Copy every row below word for word, with nothing changed.

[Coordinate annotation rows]
_ _ _

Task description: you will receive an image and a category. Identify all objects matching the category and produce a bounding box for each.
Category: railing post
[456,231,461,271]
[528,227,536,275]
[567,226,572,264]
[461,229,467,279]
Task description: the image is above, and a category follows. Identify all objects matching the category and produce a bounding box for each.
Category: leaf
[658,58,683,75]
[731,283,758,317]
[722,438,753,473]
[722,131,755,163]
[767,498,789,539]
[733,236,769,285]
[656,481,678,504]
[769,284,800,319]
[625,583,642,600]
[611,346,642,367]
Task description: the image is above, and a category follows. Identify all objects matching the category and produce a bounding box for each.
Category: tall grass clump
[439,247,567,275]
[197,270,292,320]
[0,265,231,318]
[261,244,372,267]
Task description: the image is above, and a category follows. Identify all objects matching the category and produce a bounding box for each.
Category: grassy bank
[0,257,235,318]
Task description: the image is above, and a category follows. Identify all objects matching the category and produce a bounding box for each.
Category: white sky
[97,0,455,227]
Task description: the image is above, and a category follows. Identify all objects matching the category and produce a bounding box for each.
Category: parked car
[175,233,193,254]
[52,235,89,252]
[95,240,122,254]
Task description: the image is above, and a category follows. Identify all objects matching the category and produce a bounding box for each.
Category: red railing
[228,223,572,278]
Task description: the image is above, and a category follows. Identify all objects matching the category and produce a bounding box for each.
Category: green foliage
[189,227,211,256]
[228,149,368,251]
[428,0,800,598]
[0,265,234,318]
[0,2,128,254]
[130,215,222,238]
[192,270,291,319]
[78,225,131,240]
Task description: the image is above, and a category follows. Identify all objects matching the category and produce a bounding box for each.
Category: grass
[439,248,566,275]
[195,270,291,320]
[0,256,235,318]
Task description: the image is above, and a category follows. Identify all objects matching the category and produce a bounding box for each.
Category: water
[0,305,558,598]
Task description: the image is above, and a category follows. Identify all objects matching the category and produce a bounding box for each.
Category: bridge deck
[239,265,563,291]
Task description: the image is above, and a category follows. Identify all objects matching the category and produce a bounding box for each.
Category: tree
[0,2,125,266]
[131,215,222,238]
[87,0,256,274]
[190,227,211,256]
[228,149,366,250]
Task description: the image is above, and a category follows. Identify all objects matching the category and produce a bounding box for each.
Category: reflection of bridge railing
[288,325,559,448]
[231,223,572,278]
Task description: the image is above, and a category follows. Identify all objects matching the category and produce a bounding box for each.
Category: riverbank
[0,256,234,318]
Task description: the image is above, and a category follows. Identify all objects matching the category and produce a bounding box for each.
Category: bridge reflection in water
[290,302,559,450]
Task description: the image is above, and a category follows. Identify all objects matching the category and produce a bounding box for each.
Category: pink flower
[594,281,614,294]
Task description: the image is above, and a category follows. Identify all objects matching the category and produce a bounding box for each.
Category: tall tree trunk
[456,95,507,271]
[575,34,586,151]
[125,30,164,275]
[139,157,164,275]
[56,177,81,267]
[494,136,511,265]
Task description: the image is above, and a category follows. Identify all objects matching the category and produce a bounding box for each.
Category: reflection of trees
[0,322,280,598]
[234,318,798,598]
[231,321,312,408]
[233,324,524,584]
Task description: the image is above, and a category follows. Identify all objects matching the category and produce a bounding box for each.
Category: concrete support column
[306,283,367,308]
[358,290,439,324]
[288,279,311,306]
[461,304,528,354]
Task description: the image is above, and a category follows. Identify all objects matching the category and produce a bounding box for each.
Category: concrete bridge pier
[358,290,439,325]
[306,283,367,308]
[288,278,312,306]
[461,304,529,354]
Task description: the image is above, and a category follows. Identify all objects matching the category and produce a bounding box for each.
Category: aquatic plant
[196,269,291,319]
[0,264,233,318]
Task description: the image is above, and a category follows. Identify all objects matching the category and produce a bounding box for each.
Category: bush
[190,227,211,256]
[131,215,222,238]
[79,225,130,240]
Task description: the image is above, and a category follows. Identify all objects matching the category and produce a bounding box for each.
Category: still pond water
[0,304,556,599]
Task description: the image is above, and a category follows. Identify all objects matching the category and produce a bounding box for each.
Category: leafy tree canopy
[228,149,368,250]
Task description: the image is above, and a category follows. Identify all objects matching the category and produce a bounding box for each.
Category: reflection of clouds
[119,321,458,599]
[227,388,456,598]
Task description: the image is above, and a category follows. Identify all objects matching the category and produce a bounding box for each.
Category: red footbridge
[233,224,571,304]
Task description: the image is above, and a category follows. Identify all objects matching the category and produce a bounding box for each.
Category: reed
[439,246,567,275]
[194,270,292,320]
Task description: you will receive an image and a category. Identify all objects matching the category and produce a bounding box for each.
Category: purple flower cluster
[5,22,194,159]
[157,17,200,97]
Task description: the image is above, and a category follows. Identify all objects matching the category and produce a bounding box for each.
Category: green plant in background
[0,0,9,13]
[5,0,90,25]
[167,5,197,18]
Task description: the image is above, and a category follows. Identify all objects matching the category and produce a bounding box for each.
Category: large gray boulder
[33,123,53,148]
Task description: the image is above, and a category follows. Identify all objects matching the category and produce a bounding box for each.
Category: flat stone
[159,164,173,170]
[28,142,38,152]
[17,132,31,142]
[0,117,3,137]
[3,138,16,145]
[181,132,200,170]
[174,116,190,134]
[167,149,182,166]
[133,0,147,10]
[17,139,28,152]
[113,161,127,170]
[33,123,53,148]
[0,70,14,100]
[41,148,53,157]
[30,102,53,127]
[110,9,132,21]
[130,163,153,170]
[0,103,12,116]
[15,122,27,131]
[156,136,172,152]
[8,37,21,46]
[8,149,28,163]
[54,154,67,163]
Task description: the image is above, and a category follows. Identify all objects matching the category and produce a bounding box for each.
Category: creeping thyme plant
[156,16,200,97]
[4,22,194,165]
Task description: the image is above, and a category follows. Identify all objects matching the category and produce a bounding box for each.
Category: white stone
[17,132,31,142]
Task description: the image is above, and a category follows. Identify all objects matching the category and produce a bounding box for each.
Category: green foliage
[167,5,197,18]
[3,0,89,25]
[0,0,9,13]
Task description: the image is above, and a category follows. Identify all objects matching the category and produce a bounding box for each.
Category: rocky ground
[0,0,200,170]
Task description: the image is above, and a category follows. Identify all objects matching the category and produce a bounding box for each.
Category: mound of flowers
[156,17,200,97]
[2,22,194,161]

_ _ _

* [Right answer]
Task description: you will receive an image and a category. Identify all objects matching the category and produce a bounding box for each.
Category: railing post
[456,231,461,271]
[528,227,536,275]
[567,226,572,264]
[461,229,467,279]
Task description: the image is above, and a category follows. Identify all objects matching the category and produce a bounding box for each.
Category: leaf
[658,58,683,75]
[731,283,758,317]
[722,438,753,473]
[722,131,755,163]
[767,498,789,539]
[733,236,769,285]
[656,481,678,504]
[769,284,800,319]
[625,583,642,600]
[611,346,642,367]
Task description: the image is above, and a category follows. Identify all objects matching the category and produce a bounding box for each.
Category: tall grass clump
[439,247,567,275]
[197,270,292,320]
[0,265,231,318]
[261,244,372,267]
Task description: the image is above, and a category follows. Identify all objects matching the category and produce a bounding box for each.
Category: grassy bank
[0,257,235,318]
Task description: the image is above, and a category follows. Identify all objects matching the category and produce a bounding box for each.
Category: white sky
[97,0,455,227]
Task description: the image is above, and a category follows. Identify all objects matching the category and produce a bounding box for each.
Category: parked car
[175,233,193,254]
[52,235,89,252]
[95,240,122,254]
Task description: the image is above, and a category follows. Identify all objects matching the category and produce a bounding box for each.
Category: red railing
[228,223,572,278]
Task description: the image is above, and a category follows. Identify all objects matching the category and produce a bounding box for each.
Category: green foliage
[189,227,211,256]
[228,149,368,251]
[428,0,800,598]
[0,265,234,318]
[0,2,128,254]
[130,215,222,238]
[192,270,291,319]
[78,225,131,240]
Task description: the image is above, and a category follows. Identify all objects matching the category and produce a bounding box for each.
Category: grass
[439,248,566,275]
[195,270,291,320]
[0,256,235,318]
Task description: the image is above, and a category follows. Identify all objects matching the category and produce a bounding box for each.
Category: water
[0,305,558,598]
Task description: the image is above, and a category follows. Identify all objects matching the category and produce a bounding box for each.
Category: bridge deck
[239,265,563,291]
Task description: the image is above, and a category follows. Identify all objects matching the category and produce a bounding box for each.
Category: tree
[0,2,125,266]
[131,215,222,238]
[87,0,256,274]
[190,227,211,256]
[228,149,366,250]
Task description: the image is above, and a category follows. Identify all objects matching the category and produce a bounding box for each.
Category: reflection of bridge railing
[288,325,559,448]
[231,223,572,278]
Task description: the image is above, and a category follows. Identify all objects matching the category and produce a bounding box for each.
Category: riverbank
[0,256,234,318]
Task description: the image is above, and a category follows. Identify all objects matching the category and produce a bounding box for each.
Category: bridge reflection in water
[290,302,559,450]
Task description: the image is above, and a category follows. Identify all objects matching the category and produce a bounding box for each.
Category: pink flower
[594,281,614,294]
Task description: the image is above, and a category follows. Identify all objects matching the category and produce a bounding box for each.
Category: tall tree trunk
[456,95,507,271]
[575,34,586,151]
[125,30,164,275]
[139,157,164,275]
[56,177,81,267]
[494,136,511,265]
Task description: the image is above, and a category follows. Identify all objects matching the category and produce a bounding box for each.
Category: reflection of trees
[0,322,280,598]
[234,318,798,598]
[231,321,312,408]
[233,324,524,584]
Task description: the image is above, and a category follows. Identify all objects matching the category and produce a bounding box for each.
Category: concrete support column
[306,283,367,308]
[358,290,439,324]
[288,279,311,306]
[461,304,528,354]
Task description: the image is above, and a category follows. Identify all objects matching the category and produce a bounding box for each.
Category: concrete bridge pier
[358,290,439,325]
[306,283,367,308]
[288,278,312,306]
[461,304,529,354]
Task description: the image is above, and a category follows. Identify all objects matching the category and produce a bounding box for each.
Category: aquatic plant
[196,269,291,319]
[0,264,233,318]
Task description: the image is above, and a category follows. Identify all objects matching the category and produce a bounding box for each.
Category: bush
[190,227,211,256]
[131,215,222,238]
[79,225,130,240]
Task description: the image is above, and a category follows. Identify all objects matching the category and produce a bounding box for each.
Category: still pond water
[0,304,556,599]
Task description: the image is above, and a category follows. Identify all objects matching the category and produce a bounding box for each.
Category: leafy tree canopy
[228,149,368,250]
Task description: the image is above, and a category follows. Identify all objects matching the category and produce a bounding box for each.
Category: reflection of clouds
[119,321,458,599]
[227,388,456,598]
Task description: the image is above, and a category follows. Identify all objects matching the category and produce a bounding box for each.
Category: red footbridge
[233,224,571,304]
Task description: the image is above, and a category follows. Identify all objects matching the category and produce a bounding box for each.
Category: reed
[439,246,567,275]
[194,270,292,320]
Task description: you will receive an image and a category. Identify all objects matching the category and produce a bounding box for each.
Category: purple flower cluster
[5,22,194,159]
[157,17,200,97]
Task description: the image is above, and a category follows. Identify all objects matching the category and produce a bounding box for each.
Category: green plant in background
[0,0,9,13]
[5,0,90,25]
[167,5,197,18]
Task description: the image is above, and a category follows. Identify all objects matching the category and produce a bounding box for each.
Category: large gray boulder
[33,123,53,148]
Task description: the image is above, and a category follows. Identify all objects matching the category and produce a bounding box for each.
Category: flat stone
[159,164,173,170]
[28,142,38,152]
[17,132,31,142]
[0,117,3,137]
[3,138,16,145]
[181,132,200,170]
[174,116,190,134]
[167,149,182,166]
[133,0,147,10]
[17,139,28,152]
[113,161,127,170]
[33,123,53,148]
[0,70,14,100]
[41,148,53,157]
[30,102,53,127]
[110,9,132,21]
[130,163,153,170]
[0,103,12,116]
[15,122,27,131]
[156,136,172,152]
[8,37,21,46]
[8,149,28,163]
[54,154,67,163]
Task description: the image is above, and a category follows. Identify all objects matching the category and produce a bounding box for each.
Category: creeping thyme plant
[156,16,200,97]
[4,22,194,165]
Task description: the image is above, and a category follows. Identify all objects matching the category and produce a bounding box for each.
Category: white stone
[17,132,31,142]
Task description: the image is above, and a category follows. Identify all objects matching the category and produce a bounding box for each.
Category: green foliage
[167,5,197,18]
[3,0,89,25]
[0,0,9,13]
Task description: the image is above, and a category follows. Identify all objects matching the category and produce a bounding box for each.
Category: rocky ground
[0,0,200,170]
Task description: the image is above, and a category follows. Identify all objects matching the category and produce a bounding box for each.
Category: mound of flowers
[156,17,200,97]
[2,22,194,161]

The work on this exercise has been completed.